## CHALLENGE
Count the lines below that contain the word "dark" and give only that number.

## DATA TO PROCESS

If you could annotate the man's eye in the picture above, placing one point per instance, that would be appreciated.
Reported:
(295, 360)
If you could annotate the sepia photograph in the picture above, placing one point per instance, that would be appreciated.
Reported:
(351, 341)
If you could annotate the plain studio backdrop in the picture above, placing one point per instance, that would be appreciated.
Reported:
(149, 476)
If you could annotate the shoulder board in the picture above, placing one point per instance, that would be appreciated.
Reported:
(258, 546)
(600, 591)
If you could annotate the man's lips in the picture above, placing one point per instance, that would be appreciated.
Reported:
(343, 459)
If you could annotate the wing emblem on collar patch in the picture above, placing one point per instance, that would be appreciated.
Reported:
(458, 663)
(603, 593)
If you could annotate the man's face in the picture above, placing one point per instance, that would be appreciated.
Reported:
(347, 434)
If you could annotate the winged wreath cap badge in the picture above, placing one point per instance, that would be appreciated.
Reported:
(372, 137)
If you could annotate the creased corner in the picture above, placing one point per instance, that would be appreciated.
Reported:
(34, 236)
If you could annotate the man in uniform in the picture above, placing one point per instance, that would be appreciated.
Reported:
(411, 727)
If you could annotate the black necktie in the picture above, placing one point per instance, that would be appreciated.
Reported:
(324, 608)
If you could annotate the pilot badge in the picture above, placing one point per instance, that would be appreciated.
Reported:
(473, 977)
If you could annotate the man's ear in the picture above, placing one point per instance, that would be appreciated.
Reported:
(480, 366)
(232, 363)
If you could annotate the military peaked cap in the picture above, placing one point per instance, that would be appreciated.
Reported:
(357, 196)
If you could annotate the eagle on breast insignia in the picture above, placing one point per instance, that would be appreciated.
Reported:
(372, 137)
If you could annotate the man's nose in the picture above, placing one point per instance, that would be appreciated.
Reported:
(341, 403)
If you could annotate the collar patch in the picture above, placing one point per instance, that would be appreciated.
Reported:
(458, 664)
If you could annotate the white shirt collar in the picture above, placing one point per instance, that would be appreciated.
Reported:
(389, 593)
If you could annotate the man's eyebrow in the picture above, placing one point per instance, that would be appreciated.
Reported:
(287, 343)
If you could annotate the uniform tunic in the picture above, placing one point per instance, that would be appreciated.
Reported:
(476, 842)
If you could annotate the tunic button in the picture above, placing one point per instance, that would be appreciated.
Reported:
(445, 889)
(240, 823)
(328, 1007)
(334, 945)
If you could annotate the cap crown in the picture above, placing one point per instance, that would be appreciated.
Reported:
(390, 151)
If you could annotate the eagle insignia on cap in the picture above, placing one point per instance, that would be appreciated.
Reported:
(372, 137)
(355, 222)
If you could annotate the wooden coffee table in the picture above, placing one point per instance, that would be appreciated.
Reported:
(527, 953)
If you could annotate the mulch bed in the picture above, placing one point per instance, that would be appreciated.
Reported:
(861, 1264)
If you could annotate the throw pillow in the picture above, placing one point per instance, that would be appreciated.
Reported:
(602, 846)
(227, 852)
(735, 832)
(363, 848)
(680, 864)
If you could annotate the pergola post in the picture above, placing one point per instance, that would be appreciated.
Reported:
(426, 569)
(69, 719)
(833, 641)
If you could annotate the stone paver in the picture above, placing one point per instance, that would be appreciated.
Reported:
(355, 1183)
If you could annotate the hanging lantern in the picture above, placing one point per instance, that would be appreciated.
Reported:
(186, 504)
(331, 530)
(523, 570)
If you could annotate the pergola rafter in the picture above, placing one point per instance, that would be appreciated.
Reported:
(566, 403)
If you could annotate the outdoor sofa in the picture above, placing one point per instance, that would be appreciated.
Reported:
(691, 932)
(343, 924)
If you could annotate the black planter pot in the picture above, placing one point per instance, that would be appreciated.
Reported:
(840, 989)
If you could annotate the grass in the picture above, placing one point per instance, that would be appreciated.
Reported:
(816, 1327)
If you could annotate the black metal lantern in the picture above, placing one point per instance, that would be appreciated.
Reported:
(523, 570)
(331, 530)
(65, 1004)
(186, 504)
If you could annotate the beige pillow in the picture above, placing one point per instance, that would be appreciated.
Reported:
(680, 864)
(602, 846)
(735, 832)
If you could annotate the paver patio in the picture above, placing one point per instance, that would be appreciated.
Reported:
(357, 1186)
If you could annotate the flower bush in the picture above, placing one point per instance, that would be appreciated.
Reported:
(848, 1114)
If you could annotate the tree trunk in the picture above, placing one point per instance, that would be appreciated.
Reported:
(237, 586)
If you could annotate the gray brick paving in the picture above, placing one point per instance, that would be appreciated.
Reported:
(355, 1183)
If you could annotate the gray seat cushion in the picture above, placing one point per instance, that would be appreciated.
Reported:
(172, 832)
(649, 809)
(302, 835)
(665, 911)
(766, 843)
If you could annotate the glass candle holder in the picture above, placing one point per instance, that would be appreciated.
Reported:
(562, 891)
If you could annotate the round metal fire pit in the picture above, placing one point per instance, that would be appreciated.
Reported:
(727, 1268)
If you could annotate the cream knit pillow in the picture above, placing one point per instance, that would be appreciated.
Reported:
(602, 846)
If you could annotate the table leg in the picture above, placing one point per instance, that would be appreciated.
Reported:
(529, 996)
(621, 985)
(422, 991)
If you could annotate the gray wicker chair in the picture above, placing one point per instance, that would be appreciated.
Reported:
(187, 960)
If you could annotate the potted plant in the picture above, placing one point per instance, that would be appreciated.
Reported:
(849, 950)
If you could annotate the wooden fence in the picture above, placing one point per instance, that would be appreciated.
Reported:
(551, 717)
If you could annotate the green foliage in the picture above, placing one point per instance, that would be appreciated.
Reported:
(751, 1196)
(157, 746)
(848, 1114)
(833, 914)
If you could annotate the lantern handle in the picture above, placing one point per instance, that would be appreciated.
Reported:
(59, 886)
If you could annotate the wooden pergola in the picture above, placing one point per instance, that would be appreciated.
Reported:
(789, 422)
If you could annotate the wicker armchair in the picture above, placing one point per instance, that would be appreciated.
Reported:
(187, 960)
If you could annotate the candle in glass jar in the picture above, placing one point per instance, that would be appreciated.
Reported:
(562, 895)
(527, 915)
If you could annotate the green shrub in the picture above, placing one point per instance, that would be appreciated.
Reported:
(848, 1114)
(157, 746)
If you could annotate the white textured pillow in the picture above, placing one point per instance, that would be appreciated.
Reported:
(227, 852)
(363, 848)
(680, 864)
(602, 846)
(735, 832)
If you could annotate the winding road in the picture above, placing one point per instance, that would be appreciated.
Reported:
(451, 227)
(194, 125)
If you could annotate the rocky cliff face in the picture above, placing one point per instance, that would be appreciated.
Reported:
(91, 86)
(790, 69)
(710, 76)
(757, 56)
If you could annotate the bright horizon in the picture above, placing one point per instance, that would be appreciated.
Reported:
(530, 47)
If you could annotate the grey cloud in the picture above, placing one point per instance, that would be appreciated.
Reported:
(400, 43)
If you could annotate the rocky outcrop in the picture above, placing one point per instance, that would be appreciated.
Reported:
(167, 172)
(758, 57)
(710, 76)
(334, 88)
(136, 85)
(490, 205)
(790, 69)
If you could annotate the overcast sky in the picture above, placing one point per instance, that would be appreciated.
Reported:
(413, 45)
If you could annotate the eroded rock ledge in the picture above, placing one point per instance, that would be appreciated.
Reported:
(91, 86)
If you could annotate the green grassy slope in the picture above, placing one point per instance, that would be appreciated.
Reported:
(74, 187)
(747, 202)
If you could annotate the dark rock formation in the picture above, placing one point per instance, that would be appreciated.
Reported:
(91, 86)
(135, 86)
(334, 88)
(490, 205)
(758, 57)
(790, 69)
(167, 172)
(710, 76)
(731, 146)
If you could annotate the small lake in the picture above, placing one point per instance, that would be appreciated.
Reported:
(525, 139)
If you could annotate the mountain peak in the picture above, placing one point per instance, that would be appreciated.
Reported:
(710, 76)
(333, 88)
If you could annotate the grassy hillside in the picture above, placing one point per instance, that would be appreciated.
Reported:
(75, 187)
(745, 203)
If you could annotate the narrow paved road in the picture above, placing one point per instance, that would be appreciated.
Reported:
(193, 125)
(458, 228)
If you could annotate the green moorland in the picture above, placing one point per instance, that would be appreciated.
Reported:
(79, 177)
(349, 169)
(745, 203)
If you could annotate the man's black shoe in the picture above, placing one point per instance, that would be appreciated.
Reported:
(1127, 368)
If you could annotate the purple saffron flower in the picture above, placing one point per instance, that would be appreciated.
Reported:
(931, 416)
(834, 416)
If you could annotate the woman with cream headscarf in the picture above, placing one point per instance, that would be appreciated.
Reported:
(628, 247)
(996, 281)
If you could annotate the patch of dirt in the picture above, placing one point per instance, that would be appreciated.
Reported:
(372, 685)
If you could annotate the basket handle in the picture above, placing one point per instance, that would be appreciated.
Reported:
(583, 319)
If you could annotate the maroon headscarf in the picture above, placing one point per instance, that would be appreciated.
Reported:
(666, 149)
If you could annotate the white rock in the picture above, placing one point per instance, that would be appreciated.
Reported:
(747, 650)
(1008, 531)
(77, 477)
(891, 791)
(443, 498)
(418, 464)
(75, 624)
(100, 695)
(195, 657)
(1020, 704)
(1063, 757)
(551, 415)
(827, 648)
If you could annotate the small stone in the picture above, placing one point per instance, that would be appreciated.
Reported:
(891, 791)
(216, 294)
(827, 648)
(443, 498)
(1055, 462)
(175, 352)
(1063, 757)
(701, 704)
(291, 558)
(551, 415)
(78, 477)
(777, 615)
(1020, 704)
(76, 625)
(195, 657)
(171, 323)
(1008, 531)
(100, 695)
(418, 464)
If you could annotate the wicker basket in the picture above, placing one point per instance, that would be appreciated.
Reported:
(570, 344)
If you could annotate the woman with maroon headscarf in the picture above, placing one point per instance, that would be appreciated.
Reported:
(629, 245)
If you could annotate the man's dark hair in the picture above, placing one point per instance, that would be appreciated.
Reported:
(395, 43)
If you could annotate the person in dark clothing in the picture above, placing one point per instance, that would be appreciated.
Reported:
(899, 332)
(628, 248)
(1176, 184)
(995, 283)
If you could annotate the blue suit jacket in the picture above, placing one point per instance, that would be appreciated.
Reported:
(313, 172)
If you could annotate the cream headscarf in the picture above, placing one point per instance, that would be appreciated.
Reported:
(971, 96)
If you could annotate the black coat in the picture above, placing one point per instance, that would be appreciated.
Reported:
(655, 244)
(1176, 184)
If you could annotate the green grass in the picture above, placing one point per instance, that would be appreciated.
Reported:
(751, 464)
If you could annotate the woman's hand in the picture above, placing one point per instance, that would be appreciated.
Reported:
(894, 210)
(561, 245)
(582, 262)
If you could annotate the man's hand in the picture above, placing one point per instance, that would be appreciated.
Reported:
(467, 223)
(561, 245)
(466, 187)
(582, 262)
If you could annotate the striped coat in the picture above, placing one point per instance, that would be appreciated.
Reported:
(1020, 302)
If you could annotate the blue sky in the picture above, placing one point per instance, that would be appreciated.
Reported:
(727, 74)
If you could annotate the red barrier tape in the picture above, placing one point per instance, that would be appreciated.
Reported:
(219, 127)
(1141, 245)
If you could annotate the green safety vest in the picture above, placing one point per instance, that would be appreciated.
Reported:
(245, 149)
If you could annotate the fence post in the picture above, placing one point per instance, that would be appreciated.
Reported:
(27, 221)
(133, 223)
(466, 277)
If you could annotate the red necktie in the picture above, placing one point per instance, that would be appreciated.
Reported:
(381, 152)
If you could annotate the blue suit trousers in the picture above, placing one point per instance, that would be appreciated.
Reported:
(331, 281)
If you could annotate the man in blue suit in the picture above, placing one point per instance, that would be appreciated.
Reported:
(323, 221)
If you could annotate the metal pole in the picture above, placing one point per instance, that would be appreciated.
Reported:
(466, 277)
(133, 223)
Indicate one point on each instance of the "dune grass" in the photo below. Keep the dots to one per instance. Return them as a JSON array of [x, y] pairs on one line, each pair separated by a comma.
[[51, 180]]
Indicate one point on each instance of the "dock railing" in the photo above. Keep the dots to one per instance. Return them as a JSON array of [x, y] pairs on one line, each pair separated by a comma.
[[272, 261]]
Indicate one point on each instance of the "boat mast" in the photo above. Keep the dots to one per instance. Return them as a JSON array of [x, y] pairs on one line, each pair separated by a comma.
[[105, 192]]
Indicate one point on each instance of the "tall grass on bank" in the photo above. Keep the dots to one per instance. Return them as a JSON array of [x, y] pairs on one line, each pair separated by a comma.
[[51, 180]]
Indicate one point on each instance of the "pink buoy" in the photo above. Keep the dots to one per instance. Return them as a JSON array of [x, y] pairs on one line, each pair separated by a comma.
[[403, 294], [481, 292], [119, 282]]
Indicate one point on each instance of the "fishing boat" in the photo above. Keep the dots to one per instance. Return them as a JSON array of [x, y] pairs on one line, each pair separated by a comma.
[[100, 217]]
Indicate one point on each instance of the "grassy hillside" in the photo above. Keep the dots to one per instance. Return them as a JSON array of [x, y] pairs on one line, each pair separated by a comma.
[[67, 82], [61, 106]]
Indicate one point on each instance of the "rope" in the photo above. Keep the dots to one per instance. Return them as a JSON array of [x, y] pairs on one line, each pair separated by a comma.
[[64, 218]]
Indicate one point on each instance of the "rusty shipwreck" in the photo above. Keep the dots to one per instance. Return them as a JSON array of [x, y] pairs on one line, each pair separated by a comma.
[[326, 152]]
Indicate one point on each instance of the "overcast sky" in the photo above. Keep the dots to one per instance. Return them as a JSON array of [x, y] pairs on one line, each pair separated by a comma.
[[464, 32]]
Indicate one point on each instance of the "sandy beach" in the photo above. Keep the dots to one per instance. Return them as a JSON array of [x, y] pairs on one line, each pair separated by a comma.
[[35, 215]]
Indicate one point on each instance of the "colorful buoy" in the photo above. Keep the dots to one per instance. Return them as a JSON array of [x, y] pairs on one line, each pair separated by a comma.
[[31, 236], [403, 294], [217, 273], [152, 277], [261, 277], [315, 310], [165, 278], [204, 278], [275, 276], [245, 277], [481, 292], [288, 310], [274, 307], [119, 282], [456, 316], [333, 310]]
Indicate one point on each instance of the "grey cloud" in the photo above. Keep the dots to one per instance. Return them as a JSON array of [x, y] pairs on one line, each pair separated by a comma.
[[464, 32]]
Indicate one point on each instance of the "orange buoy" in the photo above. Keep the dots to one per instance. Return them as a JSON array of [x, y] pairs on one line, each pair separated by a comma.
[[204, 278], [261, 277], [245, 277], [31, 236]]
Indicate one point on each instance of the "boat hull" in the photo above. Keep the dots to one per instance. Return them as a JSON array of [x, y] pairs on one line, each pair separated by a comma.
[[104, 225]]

## EXERCISE RESULT
3